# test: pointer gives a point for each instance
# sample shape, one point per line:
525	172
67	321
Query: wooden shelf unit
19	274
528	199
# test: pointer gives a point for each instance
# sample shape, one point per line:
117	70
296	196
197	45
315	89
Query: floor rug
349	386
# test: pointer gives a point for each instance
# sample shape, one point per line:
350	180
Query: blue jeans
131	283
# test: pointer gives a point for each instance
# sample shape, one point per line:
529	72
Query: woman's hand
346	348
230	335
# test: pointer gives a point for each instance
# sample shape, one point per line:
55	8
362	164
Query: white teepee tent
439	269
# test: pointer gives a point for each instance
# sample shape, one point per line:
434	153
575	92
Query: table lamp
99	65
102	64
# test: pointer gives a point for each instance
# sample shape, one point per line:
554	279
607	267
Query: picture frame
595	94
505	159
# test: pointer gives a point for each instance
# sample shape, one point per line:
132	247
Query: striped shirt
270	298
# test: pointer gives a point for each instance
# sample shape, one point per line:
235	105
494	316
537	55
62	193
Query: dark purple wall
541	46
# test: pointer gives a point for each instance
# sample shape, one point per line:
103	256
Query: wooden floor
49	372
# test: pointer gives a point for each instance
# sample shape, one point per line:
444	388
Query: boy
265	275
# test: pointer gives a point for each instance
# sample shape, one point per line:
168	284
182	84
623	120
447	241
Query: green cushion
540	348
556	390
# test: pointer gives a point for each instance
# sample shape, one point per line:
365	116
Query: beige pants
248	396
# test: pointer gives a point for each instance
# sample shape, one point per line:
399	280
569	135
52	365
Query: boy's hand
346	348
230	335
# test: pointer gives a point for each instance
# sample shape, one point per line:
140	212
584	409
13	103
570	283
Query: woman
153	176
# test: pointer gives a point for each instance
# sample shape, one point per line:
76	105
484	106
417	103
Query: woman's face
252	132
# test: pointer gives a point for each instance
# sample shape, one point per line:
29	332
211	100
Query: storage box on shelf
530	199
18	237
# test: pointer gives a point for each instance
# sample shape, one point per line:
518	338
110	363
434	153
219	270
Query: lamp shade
......
§ **Task prompt**: For each record above, output it exactly as written.

§ **Written response**:
# test: pointer gives a point for each instance
# sample shape, one point per line:
525	172
67	321
Query: wooden shelf unit
19	274
528	199
# test: pointer gives a point for each instance
# sample shape, one point per line:
117	70
296	196
197	45
315	89
Query: floor rug
349	386
# test: pointer gives a point for each instance
# sample shape, one point per line:
350	180
Query: blue jeans
131	283
# test: pointer gives a point for each instance
# sample shape, one point per line:
529	72
Query: woman's hand
346	348
230	335
# test: pointer gives a point for each instance
# sample shape, one point per line:
55	8
362	164
Query: white teepee tent
439	269
# test: pointer gives a point for each instance
# sample shape, one point per line:
434	153
575	92
Query: table lamp
99	65
102	64
# test: pointer gives a point for each instance
# sample shape, one point per line:
554	279
607	267
Query: picture frame
595	94
505	159
# test: pointer gives a point for each instance
# sample shape, one point per line:
132	247
Query: striped shirt
270	298
# test: pointer gives a point for each instance
# sample shape, one point per line:
235	105
494	316
537	55
62	193
Query: dark purple wall
541	46
# test: pointer gives a point for each instance
# sample shape, one point per line:
103	256
Query: wooden floor
49	372
# test: pointer gives a point for each instance
# sample shape, one point per line:
444	388
Query: boy
265	275
# test: pointer gives a point for each instance
# sample shape, one point per line:
168	284
182	84
623	120
447	241
Query: green cushion
540	348
556	390
# test: pointer gives a point for each instance
# sample shape, one point per line:
365	116
Query: beige pants
248	396
# test: pointer gives a point for each instance
# sample shape, one point per line:
399	280
569	135
52	365
Query: boy's hand
346	348
230	335
# test: pointer gives a point for each instance
# sample shape, one point per line:
140	212
584	409
13	103
570	283
Query: woman
153	176
# test: pointer gives a point for each instance
# sample shape, one point per line:
76	105
484	106
417	103
Query: woman's face
252	132
# test: pointer gives a point for each instance
# sample shape, one point per line:
29	332
211	100
Query: storage box on shelf
530	199
18	237
# test: pointer gives a point for each instance
# sample shape, one point per line:
518	338
110	363
434	153
219	270
Query: lamp shade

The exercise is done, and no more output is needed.